Aim = Return the records in full, exactly as given.

Records for this exercise =

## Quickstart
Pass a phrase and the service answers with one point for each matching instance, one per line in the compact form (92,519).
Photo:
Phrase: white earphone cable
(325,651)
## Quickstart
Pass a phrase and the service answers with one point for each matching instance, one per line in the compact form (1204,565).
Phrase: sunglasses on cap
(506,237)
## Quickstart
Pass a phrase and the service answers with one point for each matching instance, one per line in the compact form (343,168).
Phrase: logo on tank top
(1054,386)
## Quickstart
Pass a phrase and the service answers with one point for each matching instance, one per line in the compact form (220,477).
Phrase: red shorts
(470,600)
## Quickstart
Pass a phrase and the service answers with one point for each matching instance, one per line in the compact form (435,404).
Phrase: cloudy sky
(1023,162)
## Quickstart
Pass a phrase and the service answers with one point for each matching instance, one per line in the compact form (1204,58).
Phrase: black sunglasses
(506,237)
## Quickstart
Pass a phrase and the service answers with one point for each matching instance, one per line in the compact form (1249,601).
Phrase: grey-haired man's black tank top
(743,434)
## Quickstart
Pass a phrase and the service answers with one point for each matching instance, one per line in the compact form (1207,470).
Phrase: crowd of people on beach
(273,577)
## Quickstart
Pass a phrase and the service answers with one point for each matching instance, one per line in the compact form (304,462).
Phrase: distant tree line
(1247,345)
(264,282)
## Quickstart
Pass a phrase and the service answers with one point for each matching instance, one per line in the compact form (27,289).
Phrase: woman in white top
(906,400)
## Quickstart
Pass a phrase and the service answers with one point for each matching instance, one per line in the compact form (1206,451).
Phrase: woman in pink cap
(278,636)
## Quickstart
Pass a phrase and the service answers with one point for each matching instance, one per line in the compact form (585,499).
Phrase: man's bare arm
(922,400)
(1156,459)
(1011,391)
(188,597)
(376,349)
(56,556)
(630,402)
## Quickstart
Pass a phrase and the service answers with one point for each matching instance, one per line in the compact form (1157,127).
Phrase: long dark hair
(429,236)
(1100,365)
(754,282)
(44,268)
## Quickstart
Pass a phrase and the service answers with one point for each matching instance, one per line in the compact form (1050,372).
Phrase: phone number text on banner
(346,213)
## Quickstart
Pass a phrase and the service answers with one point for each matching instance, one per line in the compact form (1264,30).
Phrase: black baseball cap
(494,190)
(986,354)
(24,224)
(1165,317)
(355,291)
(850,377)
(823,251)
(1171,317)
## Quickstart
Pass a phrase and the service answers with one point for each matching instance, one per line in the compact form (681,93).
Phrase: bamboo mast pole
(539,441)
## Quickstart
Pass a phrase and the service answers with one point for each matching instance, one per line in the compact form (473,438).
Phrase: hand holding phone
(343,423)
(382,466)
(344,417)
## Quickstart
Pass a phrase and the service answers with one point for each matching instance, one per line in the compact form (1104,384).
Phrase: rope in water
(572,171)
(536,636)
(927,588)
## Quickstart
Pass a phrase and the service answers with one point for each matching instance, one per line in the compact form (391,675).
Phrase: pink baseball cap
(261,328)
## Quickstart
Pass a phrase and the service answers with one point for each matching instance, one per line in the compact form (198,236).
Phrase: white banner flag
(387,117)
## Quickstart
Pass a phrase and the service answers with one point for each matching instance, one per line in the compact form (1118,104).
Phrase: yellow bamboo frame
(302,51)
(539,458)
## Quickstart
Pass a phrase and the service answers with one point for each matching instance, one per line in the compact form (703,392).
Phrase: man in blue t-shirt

Full answer =
## Quickstart
Pass a phrase and the service answers with one point for each matching instance, one per line in the compact form (92,519).
Photo:
Phrase: white earphone cable
(325,651)
## Quickstart
Pass a phrase and the service answers with one point for each matching instance, one per line in the compact form (1204,565).
Phrase: sunglasses on cap
(506,237)
## Quickstart
Pass a phrase and the service answers with one point for each matching instance, one per line in the compact form (343,168).
Phrase: logo on tank top
(1054,386)
## Quickstart
Pass a phrase and the service answers with one point for each matching instance, one per line in the compact form (220,477).
Phrase: red shorts
(470,600)
## Quickstart
Pass a phrase and the service answers with one point for each matching instance, one per line in the compact form (435,404).
Phrase: cloudy sky
(1023,162)
## Quickstart
Pass a phrase and the service answers with one point for each matching instance, one per line in the compact form (1204,58).
Phrase: black sunglasses
(506,237)
## Quickstart
Pass a phrase and the service answers with one point for each matching instance, one per line in the compact form (1249,601).
Phrase: grey-haired man's black tank top
(743,434)
## Quickstart
Pass a phrase and the service answers with one point for each matching instance, one per line in the compact form (1207,470).
Phrase: crowd of people on beach
(273,577)
## Quickstart
Pass a phrase and the service answers with one point for each matching instance, one per line in the compact form (304,462).
Phrase: distant tree line
(1247,345)
(264,282)
## Quickstart
Pass a phrase and the service answers with one point for each matching instance, one per line in the compact form (27,289).
Phrase: woman in white top
(906,400)
## Quickstart
Pass a phrase and the service answers with one point for each matching instance, one per line in the compact form (1206,451).
Phrase: woman in pink cap
(278,636)
## Quickstart
Pass a phrase and the service answers with one point for each matching instance, one per line in the compact form (585,499).
Phrase: man's bare arm
(922,400)
(1156,459)
(1011,391)
(188,597)
(376,349)
(56,556)
(630,402)
## Quickstart
Pass a phrase and the service answers with one point for each matching instance, one per line in the compact form (1157,127).
Phrase: long dark hair
(429,236)
(1100,365)
(754,282)
(44,268)
## Quickstart
Pass a phrase and the service answers with one point for each matching instance, one per line in the compact form (1050,372).
Phrase: phone number text on banner
(346,213)
## Quickstart
Pass a phrase and the service answers with one point for each matching instance, one per line in the compact form (1264,30).
Phrase: black baseball cap
(494,190)
(986,354)
(24,224)
(1165,317)
(355,291)
(850,377)
(823,251)
(1171,317)
## Quickstart
Pass a phrase and the service answers with one point for each matching instance, one per line in the compact form (681,93).
Phrase: bamboo mast pole
(539,441)
## Quickstart
Pass a phrase and the service answers with one point for each matching instance, one per line in the compact form (473,438).
Phrase: hand holding phone
(343,423)
(382,466)
(344,417)
## Quickstart
Pass a phrase and the service answers with one point for each matching instance, one per line in the compact form (1104,384).
Phrase: rope in water
(572,171)
(536,636)
(927,588)
## Quickstart
Pass a phrase and the service answers with one point for each matching instance, one per line in the compact form (391,675).
Phrase: pink baseball cap
(261,328)
## Quickstart
Pass a phrase and the service answers with one point for each matching instance, one per line in the compact form (198,236).
Phrase: white banner flag
(387,117)
## Quickstart
Pass a phrase and the service answers with one point for each matching instance, one per line in the compact form (1118,104).
Phrase: yellow bamboo frame
(302,51)
(539,458)
## Quickstart
Pass a phrase and the service answers with one point for each matching instance, one per line in the compact form (703,392).
Phrase: man in blue t-shirt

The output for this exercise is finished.